**Exercise brief:** The entries are to be output once more, word for word.

[Stored data]
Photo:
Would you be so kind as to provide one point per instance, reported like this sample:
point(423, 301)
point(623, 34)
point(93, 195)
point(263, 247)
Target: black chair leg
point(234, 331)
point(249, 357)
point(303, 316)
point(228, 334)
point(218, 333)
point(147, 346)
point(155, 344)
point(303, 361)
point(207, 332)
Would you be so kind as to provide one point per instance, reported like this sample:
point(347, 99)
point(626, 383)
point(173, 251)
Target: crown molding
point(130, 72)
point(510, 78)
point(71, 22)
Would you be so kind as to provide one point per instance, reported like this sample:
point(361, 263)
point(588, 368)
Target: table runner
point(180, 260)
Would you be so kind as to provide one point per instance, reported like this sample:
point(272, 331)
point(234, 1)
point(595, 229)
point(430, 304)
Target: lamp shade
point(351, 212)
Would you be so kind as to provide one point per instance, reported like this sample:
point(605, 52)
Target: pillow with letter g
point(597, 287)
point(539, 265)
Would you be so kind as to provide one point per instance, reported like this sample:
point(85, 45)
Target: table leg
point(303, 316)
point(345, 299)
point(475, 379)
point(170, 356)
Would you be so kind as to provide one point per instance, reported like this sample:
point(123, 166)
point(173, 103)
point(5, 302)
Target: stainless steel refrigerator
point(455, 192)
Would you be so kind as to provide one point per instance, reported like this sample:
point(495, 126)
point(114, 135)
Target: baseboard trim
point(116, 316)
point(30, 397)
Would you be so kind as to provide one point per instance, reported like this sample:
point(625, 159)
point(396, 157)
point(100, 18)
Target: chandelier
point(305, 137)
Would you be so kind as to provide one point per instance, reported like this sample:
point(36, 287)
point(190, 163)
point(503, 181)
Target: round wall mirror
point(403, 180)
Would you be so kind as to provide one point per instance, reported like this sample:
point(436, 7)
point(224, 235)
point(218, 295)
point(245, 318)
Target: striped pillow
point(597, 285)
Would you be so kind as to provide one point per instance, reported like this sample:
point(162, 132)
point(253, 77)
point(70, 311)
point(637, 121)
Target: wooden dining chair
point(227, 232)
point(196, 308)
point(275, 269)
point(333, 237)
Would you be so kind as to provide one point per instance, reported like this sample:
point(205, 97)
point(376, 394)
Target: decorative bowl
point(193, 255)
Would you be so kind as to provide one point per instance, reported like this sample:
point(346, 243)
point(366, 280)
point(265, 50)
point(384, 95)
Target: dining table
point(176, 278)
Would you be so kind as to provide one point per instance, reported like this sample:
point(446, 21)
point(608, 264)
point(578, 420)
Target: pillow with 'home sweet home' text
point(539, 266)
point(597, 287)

**The answer:**
Photo:
Would you be so kind as to provide one point per instance, reported like this sample:
point(423, 301)
point(623, 34)
point(93, 195)
point(263, 247)
Target: black chair leg
point(234, 331)
point(249, 357)
point(303, 316)
point(228, 334)
point(218, 333)
point(147, 346)
point(155, 344)
point(303, 361)
point(207, 332)
Would you be so kind as to provide one point per instance, reported like this sample:
point(347, 99)
point(626, 383)
point(173, 251)
Target: crown molding
point(130, 72)
point(510, 78)
point(71, 22)
Would you be so kind as to provide one point per instance, reported like this sample:
point(361, 263)
point(588, 368)
Target: table runner
point(180, 260)
Would you be so kind as to provide one point per instance, reported like this sample:
point(272, 331)
point(234, 1)
point(595, 229)
point(430, 304)
Target: lamp shade
point(351, 212)
Would you be so kind as to provide one point per instance, reported like this sample:
point(605, 52)
Target: pillow with letter g
point(597, 287)
point(539, 265)
Would you be so kind as to provide one point per instance, reported like this sample:
point(85, 45)
Target: table leg
point(303, 316)
point(345, 299)
point(475, 379)
point(170, 356)
Would you be so kind as to provide one point per instance, reported like this sample:
point(123, 166)
point(173, 103)
point(5, 302)
Target: stainless steel refrigerator
point(455, 192)
Would you be so kind as to provide one point per instance, reported like this sample:
point(495, 126)
point(114, 135)
Target: baseboard trim
point(116, 316)
point(30, 397)
Would you be so kind as to provide one point per instance, reported like this sample:
point(625, 159)
point(396, 157)
point(100, 18)
Target: chandelier
point(305, 137)
Would you be so kind as to provide one point per instance, reported like this sample:
point(36, 287)
point(190, 163)
point(503, 181)
Target: round wall mirror
point(403, 180)
Would you be so kind as to provide one point per instance, reported like this sample:
point(436, 7)
point(224, 235)
point(218, 295)
point(245, 318)
Target: striped pillow
point(597, 285)
Would you be so kind as to provide one point per instance, reported like this sample:
point(162, 132)
point(253, 77)
point(70, 311)
point(637, 121)
Target: wooden dining chair
point(227, 232)
point(196, 308)
point(275, 269)
point(333, 237)
Would you be so kind as to provide one point per instance, reported like this sample:
point(205, 97)
point(376, 394)
Target: decorative bowl
point(193, 255)
Would you be so kind as to provide one point per instance, reported like this sample:
point(346, 243)
point(366, 280)
point(265, 50)
point(384, 95)
Target: dining table
point(176, 278)
Would you be so kind as to provide one point per instance, reported like this sample:
point(446, 21)
point(608, 264)
point(578, 420)
Target: pillow with 'home sweet home' text
point(539, 266)
point(597, 287)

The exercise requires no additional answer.